═════ Material provided ═════

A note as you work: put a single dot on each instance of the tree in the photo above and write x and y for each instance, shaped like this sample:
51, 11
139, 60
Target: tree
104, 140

═════

Written problem - Copy out every one of the records above word for word, keeping each line unchanged.

Solution to this exercise -
A note as you work: put a single dot on each instance of the tree in the photo above and write x and y for each instance, shaped like this sample:
51, 11
139, 60
Target: tree
104, 140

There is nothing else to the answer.